## Parts of the exercise
a: In the Bryan County timeline, at what time did the voluntary evacuation begin?
b: Please duplicate the Bryan County timeline from "Oct. 4: Gov." to "football homecoming game.".
c: Extend the Bryan County timeline onward from its final entry.

## Source
────────────────────────────────────────

At that time, the exact path Matthew would take was not clear, but some projections had it moving just off the coast of the southeast United States, putting Florida, Coastal Georgia and the Carolinas in a “wait and see” mode.

Here is a time line of events during Bryan County’s experience with Matthew”

Oct. 4: Gov. Nathan deal issued an executive order declaring a state of emergency for Bryan County and 12 others. Bryan County Schools Superintendent Paul Brooksher announced schools would be open Oct. 5.

Oct. 5: Brooksher announced schools would be closed Oct. 6 and 7. Athletic events Oct. 5-7 are cancelled, including Richmond Hill and Bryan County region softball tournament games and the Richmond Hill Middle School football homecoming game.

Oct. 5: Bryan County placed under voluntary evacuation beginning at 5 p.m.

────────────────────────────────────────

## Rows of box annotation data
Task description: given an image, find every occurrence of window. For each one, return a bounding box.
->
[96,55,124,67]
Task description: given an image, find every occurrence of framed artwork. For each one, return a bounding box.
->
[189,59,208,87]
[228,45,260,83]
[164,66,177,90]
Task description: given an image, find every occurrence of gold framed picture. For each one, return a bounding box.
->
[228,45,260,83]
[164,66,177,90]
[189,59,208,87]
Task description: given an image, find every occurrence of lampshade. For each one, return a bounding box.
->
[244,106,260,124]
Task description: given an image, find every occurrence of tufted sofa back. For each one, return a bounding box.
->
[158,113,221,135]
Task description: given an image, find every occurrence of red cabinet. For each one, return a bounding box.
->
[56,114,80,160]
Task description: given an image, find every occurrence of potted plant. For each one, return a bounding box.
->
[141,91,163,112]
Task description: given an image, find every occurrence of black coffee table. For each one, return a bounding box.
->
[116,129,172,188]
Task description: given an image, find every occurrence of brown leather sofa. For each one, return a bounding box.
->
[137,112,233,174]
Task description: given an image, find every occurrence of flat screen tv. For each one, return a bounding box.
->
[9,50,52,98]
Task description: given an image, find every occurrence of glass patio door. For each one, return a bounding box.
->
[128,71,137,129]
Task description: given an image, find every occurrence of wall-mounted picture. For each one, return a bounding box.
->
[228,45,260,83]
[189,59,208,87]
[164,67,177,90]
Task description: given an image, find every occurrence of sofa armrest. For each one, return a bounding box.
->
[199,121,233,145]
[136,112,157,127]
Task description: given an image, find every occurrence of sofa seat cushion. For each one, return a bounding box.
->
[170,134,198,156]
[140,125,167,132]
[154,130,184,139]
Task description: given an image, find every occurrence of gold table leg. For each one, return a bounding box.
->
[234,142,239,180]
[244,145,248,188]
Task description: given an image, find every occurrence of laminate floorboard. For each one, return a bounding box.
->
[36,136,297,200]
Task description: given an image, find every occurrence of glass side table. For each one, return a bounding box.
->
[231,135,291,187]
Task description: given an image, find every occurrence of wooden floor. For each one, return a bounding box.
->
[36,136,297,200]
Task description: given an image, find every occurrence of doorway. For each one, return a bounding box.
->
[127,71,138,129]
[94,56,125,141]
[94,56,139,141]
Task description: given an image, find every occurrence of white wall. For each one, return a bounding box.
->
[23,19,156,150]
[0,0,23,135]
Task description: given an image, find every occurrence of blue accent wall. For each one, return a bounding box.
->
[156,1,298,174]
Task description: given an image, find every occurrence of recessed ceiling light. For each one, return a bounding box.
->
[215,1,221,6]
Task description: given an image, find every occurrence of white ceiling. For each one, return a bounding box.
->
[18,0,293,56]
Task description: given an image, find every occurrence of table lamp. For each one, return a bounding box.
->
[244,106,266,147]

────────────────────────────────────────

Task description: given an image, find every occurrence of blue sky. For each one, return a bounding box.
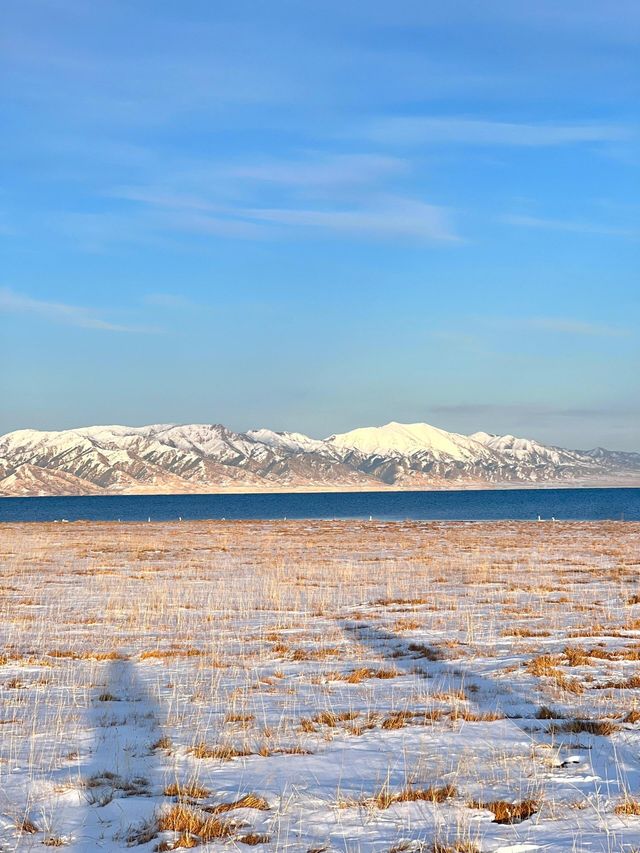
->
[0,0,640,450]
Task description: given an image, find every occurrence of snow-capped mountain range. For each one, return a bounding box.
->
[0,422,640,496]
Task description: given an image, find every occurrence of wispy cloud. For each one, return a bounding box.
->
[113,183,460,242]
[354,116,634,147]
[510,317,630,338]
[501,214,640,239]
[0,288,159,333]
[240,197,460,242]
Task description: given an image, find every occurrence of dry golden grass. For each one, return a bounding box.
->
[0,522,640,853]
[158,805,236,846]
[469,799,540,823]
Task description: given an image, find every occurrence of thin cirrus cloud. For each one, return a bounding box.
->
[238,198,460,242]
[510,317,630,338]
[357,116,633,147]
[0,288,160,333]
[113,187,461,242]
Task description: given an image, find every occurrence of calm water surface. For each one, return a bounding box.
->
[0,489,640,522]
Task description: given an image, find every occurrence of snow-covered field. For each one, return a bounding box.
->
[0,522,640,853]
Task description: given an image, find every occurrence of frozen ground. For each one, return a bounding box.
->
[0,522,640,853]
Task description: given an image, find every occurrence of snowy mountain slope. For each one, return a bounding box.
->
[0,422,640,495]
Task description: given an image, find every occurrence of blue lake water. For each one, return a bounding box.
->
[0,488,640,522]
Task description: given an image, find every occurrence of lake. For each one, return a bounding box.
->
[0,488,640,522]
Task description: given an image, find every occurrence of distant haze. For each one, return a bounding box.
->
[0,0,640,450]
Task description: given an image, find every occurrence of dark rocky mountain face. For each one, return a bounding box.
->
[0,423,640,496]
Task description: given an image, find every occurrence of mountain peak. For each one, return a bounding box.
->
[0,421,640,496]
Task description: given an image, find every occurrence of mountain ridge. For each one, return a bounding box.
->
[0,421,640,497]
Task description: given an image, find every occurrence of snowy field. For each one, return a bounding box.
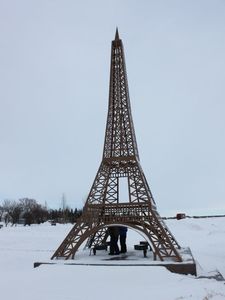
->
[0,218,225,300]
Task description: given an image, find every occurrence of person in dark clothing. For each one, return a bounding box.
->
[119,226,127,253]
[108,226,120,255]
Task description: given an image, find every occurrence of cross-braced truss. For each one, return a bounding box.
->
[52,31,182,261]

────────────────────────────────────────

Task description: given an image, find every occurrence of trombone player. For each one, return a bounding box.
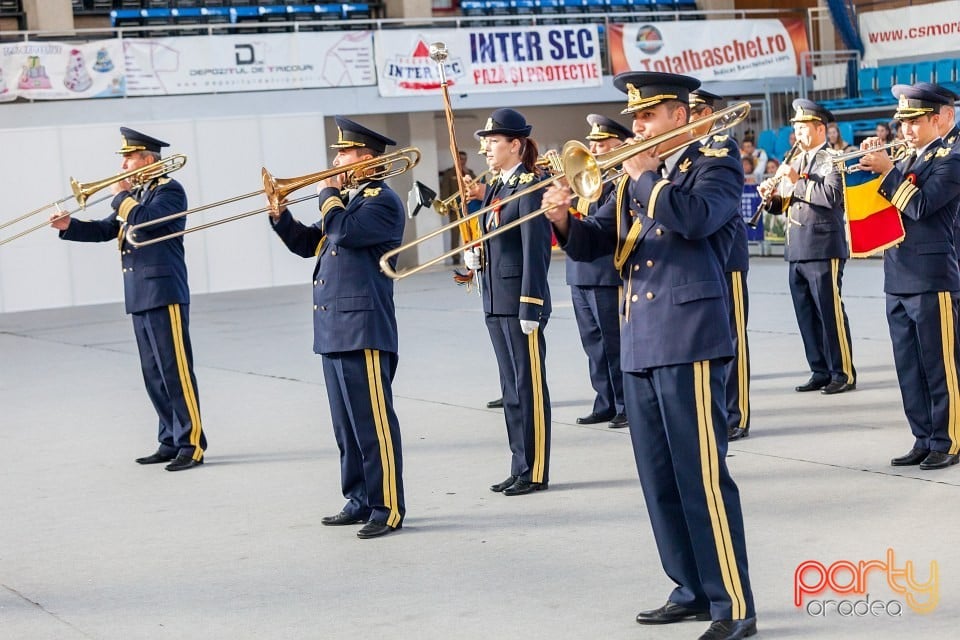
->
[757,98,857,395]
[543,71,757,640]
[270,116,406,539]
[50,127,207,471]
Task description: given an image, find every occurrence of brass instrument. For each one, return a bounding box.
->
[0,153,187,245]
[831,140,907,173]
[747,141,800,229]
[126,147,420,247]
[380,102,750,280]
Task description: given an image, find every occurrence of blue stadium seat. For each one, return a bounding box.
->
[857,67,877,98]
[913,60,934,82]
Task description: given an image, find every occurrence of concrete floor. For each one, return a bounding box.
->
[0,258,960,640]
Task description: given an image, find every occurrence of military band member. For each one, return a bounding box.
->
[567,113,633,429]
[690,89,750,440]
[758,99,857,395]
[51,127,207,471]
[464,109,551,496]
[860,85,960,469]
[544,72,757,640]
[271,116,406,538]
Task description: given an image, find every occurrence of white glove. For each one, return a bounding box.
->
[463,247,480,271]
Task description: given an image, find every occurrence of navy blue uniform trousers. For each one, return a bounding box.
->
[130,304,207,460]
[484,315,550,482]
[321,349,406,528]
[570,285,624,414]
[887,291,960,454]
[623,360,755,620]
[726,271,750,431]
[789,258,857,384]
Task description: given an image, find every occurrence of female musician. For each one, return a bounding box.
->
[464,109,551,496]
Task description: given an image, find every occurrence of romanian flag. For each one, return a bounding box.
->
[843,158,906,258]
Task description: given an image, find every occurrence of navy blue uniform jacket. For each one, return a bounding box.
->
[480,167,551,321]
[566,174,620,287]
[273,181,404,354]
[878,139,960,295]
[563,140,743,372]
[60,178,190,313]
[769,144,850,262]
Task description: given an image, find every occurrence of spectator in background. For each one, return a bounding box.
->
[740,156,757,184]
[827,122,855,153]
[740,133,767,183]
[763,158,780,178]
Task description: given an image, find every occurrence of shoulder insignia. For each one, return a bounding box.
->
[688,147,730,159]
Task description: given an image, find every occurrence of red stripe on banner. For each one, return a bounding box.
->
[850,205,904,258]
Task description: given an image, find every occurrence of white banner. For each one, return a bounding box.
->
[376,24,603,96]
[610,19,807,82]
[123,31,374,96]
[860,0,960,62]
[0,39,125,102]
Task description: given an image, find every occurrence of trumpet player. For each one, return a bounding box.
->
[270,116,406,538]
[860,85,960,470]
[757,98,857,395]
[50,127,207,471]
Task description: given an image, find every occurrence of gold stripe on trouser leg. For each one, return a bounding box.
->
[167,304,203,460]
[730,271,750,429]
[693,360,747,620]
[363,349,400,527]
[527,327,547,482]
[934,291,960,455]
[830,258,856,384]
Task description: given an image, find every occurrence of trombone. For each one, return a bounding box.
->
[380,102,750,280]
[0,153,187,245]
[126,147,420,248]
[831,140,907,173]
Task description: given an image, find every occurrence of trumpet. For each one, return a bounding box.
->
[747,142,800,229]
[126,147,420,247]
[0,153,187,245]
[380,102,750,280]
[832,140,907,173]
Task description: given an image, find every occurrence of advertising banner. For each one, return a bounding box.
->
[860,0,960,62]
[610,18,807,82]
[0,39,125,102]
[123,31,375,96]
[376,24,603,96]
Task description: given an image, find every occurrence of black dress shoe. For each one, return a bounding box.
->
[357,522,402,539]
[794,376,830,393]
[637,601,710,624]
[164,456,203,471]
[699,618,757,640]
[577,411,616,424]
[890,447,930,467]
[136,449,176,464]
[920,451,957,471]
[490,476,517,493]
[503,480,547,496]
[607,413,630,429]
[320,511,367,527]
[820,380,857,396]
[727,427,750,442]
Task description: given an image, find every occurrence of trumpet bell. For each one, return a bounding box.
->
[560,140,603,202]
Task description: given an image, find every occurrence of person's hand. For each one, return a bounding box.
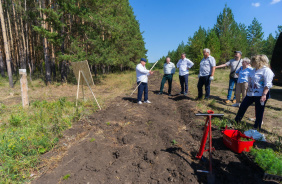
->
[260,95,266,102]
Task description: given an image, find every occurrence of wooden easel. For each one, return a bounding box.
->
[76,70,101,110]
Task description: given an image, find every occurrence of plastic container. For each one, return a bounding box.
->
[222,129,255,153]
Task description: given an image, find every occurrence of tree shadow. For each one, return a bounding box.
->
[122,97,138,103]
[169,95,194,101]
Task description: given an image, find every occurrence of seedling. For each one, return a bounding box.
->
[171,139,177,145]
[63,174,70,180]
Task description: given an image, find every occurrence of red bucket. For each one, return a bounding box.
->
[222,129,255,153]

────────────────────────────────────────

## Answers to the exercise
a: 5 p.m. on Oct. 5.

b:
Oct. 4: Gov. Nathan deal issued an executive order declaring a state of emergency for Bryan County and 12 others. Bryan County Schools Superintendent Paul Brooksher announced schools would be open Oct. 5.

Oct. 5: Brooksher announced schools would be closed Oct. 6 and 7. Athletic events Oct. 5-7 are cancelled, including Richmond Hill and Bryan County region softball tournament games and the Richmond Hill Middle School football homecoming game.

c:
Oct. 5: Gov. Deal calls for voluntary evacuation for all Coastal Georgia counties.

Oct. 6: Gov. Deal issues mandatory evacuation for all Coastal Georgia residents living east of I-95. The Bryan County Emergency Services command center opens at 7 a.m. Emergency Services Chief Freddy Howell calls Hurricane Matthew a “life-threatening situation” as the path of the storm is confirmed that it will not shift east away from the coast. By 7 p.m. a mandatory evacuation order is issued for all of Bryan County.

Oct. 7: A mandatory curfew from 7 p.m. to 7 a.m. is issued for Bryan County residents east of I-95 who did not evacuate. Bryan County is placed under a tornado watch until midnight and a flash flood watch until 9:45 p.m. At 5 p.m. a “shelter in place” order is issued, requiring those who stayed to remain indoors while the storm hits.

Oct. 8: A mandatory curfew is in place for residents who remained, prohibiting businesses from opening and requiring residents to stay off the roads. At 1:30 p.m. Bryan County Schools announces there will be no classes Oct. 10 or 11. At 7 p.m. Howell announces residents who evacuated can start returning after 7 a.m. on Oct. 9 but are not guaranteed access to their homes.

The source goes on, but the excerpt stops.